▶ Given exercise:
Extract every line of the records below that contains the word "distant", and copy each such line in full.

▶ Provided material:
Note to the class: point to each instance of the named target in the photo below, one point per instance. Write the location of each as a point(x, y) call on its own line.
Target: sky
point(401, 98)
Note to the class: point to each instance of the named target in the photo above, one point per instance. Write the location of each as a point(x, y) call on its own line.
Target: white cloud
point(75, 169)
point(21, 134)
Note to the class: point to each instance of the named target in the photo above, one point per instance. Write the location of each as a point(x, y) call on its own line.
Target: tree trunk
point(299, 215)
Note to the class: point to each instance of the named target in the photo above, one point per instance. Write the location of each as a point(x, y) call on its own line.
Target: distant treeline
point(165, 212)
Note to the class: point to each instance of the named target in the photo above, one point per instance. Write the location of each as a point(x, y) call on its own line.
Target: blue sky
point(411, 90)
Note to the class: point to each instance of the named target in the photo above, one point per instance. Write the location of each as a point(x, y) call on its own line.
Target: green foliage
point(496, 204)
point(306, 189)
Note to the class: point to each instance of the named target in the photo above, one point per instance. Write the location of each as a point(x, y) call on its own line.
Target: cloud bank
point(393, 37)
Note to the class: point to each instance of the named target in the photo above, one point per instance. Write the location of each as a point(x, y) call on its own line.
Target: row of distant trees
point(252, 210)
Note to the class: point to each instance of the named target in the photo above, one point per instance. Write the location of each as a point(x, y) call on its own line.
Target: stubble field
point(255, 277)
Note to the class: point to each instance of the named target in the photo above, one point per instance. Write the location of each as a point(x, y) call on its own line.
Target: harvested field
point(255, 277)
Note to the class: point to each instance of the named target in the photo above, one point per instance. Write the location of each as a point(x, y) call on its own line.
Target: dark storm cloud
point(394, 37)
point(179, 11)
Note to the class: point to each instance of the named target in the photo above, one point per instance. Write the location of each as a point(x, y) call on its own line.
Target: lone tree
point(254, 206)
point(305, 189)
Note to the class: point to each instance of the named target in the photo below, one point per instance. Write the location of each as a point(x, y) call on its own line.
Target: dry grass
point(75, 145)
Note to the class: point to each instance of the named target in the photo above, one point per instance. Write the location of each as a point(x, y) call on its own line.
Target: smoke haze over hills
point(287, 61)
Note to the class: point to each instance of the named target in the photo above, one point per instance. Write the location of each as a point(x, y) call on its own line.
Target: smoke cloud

▶ Answer to this exercise:
Target: distant treeline
Target: row of distant trees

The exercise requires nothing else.